* **AIM A**:
Duplicate the records, unchanged, from the line containing "Target: tall window" through the end of the records.

* **PROVIDED TEXT**:
So, people like, I was very influenced by you mentioned James Baldwin when you began your comments, reading him in high school. Reading people like John Steinbeck to understand the California’s migrant history. reading Howard Zinn. and then only more specifically regarding my upbringing in the South Asian community, reading someone like VJ Pershant. all of these people taken together I guess were very formative for me when, even when I was a teenager. And so that is sort of helped shape my understanding of my own position within the, let’s call it the racial caste system in the United States. Having a good sense that I was a beneficiary of some structures and targeted by others.

But because I grew up in a predominantly brown and also Black and brown community there was never a sense of feeling marginalized. In fact, quite the opposite. So that however had sort of a flip side. I grew up in a very large Hindu community in the Bay area. And I’m something of a preacher’s kid, probably some of you here understand that term. I was a priest’s kid. And you know, that tends to do two kinds of things. You are, you either end up doing exactly what your dad did, or you do the exact opposite. And in my sense, in my case, it was a little bit of both. I happened to work on the particular intellectual and philosophical tradition that my community was interested in.

* **RECORDS FOR THIS TASK**:
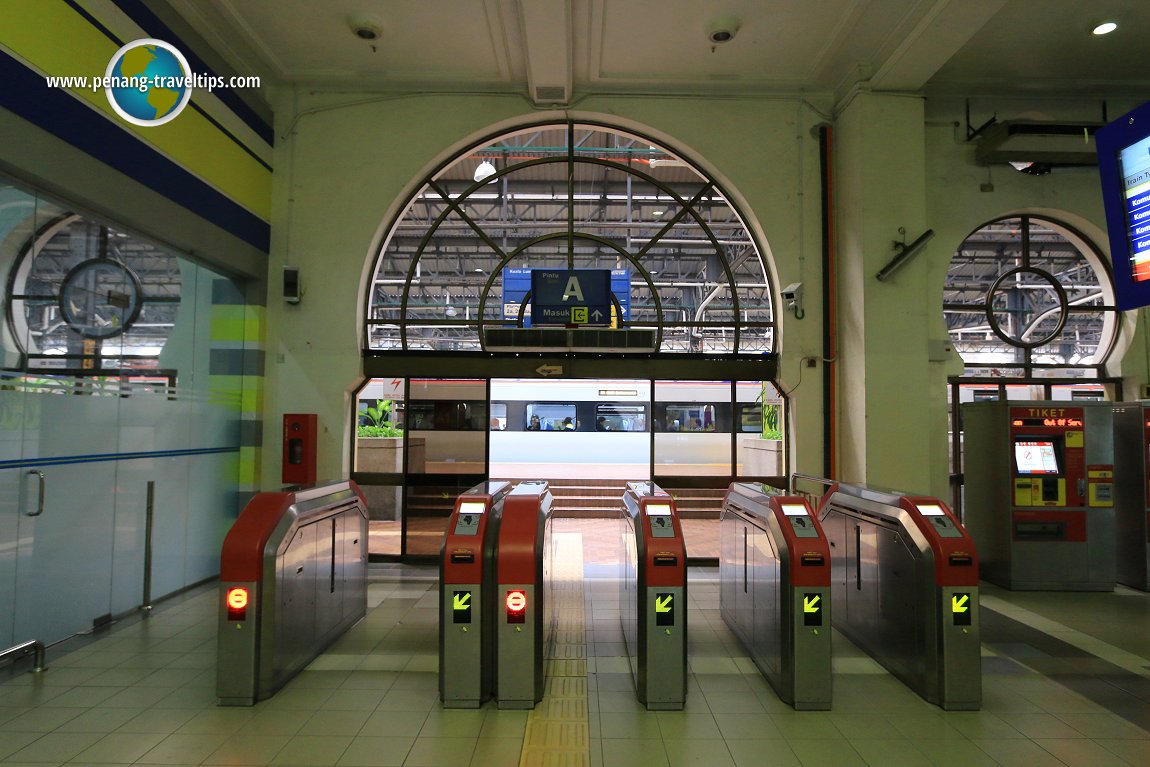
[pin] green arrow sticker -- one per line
(461, 607)
(960, 608)
(812, 610)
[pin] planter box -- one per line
(385, 454)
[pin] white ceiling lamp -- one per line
(485, 170)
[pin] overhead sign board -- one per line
(570, 297)
(520, 283)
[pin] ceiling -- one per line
(557, 51)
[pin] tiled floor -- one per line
(1066, 681)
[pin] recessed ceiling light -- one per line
(484, 170)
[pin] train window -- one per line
(750, 419)
(620, 417)
(551, 416)
(690, 416)
(498, 416)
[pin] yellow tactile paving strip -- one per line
(557, 729)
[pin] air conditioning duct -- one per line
(1053, 144)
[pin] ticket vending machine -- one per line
(1132, 492)
(1039, 493)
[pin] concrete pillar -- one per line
(888, 434)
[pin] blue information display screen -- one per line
(1124, 169)
(1135, 165)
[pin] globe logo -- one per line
(148, 82)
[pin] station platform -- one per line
(1066, 681)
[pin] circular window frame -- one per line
(1063, 307)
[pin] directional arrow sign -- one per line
(664, 608)
(461, 607)
(960, 608)
(812, 610)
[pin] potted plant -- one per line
(764, 455)
(378, 444)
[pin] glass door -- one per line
(377, 461)
(446, 422)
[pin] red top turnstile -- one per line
(905, 584)
(466, 592)
(774, 590)
(519, 596)
(653, 596)
(292, 578)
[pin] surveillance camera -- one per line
(366, 28)
(722, 30)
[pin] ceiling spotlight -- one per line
(722, 30)
(1032, 168)
(485, 170)
(366, 27)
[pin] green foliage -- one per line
(378, 422)
(772, 421)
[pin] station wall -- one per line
(347, 161)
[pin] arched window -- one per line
(1027, 297)
(570, 196)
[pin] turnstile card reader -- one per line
(1039, 493)
(292, 580)
(905, 589)
(653, 596)
(519, 598)
(1132, 493)
(774, 590)
(466, 593)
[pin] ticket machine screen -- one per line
(1035, 457)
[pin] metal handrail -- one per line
(33, 646)
(811, 477)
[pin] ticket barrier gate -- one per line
(774, 590)
(905, 589)
(292, 580)
(1037, 493)
(652, 604)
(520, 601)
(1132, 493)
(466, 596)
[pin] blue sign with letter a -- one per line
(570, 297)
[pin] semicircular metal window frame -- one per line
(692, 212)
(1028, 362)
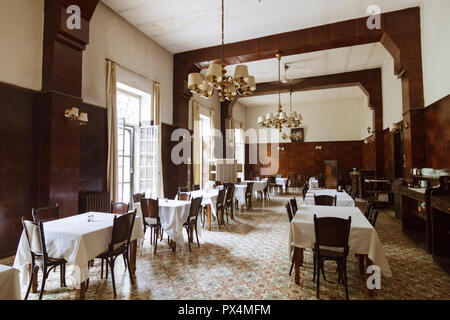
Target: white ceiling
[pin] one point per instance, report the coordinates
(183, 25)
(331, 94)
(319, 63)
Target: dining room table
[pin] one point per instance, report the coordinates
(77, 239)
(363, 238)
(343, 198)
(172, 214)
(9, 283)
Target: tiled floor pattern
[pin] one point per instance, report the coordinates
(248, 259)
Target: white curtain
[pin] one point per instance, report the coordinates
(157, 117)
(111, 105)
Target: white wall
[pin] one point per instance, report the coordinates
(114, 38)
(435, 25)
(337, 120)
(21, 38)
(392, 95)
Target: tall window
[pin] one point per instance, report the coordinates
(239, 148)
(137, 144)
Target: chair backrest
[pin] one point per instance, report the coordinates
(294, 206)
(34, 232)
(46, 214)
(196, 204)
(150, 208)
(249, 189)
(332, 232)
(373, 215)
(289, 211)
(122, 228)
(119, 207)
(324, 200)
(184, 196)
(138, 196)
(230, 192)
(221, 197)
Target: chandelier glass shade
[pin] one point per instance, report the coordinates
(280, 119)
(217, 79)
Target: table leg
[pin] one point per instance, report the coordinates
(368, 263)
(80, 292)
(132, 256)
(298, 261)
(34, 288)
(208, 213)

* **AIM B**:
In the provided text about the speaker's upbringing, why was there never a sense of feeling marginalized? Explain in one to three sentences.

* **COMPLETE RESPONSE A**:
Target: tall window
[pin] one point per instance, report the coordinates
(239, 148)
(137, 144)
Target: chair backrest
[pin] one point per instance, report the coordinates
(294, 206)
(34, 232)
(46, 214)
(196, 204)
(150, 208)
(249, 189)
(332, 232)
(373, 215)
(289, 211)
(122, 228)
(119, 207)
(324, 200)
(184, 196)
(138, 196)
(230, 192)
(221, 197)
Target: chandelier glass shade
[pin] one point per instance, report the coordinates
(280, 119)
(217, 79)
Target: table leg
[pin] one point per instance, report the coordinates
(368, 263)
(80, 292)
(132, 256)
(298, 261)
(34, 288)
(208, 213)

* **COMPLETE RESPONSE B**:
The speaker grew up in a predominantly brown and also Black and brown community. For that reason there was never a sense of feeling marginalized; in fact, it was quite the opposite.